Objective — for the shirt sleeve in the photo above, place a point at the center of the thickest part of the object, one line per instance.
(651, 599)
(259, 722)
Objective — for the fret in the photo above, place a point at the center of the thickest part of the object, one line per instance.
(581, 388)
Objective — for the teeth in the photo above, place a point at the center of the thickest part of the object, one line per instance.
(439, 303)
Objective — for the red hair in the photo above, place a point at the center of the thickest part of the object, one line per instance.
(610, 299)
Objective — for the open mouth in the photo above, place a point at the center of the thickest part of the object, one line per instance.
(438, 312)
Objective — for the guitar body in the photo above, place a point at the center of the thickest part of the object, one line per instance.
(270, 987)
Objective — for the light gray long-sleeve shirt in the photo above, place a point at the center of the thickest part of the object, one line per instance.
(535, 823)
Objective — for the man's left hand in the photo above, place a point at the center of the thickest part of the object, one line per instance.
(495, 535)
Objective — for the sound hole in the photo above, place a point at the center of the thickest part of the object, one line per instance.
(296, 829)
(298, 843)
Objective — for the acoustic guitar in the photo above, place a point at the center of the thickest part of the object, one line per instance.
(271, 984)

============

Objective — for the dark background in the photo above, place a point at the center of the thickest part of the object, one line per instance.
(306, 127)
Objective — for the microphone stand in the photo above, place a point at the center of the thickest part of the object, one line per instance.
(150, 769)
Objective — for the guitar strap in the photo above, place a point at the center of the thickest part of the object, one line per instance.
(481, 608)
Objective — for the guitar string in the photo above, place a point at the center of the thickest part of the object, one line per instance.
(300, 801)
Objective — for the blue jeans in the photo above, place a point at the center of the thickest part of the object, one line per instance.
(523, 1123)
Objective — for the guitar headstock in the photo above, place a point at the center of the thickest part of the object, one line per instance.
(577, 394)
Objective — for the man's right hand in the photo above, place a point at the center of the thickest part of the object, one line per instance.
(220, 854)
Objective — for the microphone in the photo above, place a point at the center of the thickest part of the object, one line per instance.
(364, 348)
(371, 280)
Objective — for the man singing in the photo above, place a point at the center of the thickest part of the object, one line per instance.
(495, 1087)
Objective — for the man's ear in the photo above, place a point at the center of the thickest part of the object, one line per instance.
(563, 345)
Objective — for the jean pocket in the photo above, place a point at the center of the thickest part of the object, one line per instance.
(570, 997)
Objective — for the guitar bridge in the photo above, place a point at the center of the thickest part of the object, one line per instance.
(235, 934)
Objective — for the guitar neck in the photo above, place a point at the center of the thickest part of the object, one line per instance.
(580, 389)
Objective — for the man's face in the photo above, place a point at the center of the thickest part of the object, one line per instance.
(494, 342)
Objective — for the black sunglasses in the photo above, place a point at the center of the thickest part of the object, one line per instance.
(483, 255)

============

◆ INSTRUCTIONS FOR THE TASK:
Pick out each line above that contains the word "microphone", and copy it in full.

◆ ANSWER FOR THE TASK:
Objective — for the microphone stand in the photo above, place a point at the center of the thickest part of the object, one line per instance.
Objective — for the microphone in the photo above, place a point at the center of the thickest part of the object, one line per instance.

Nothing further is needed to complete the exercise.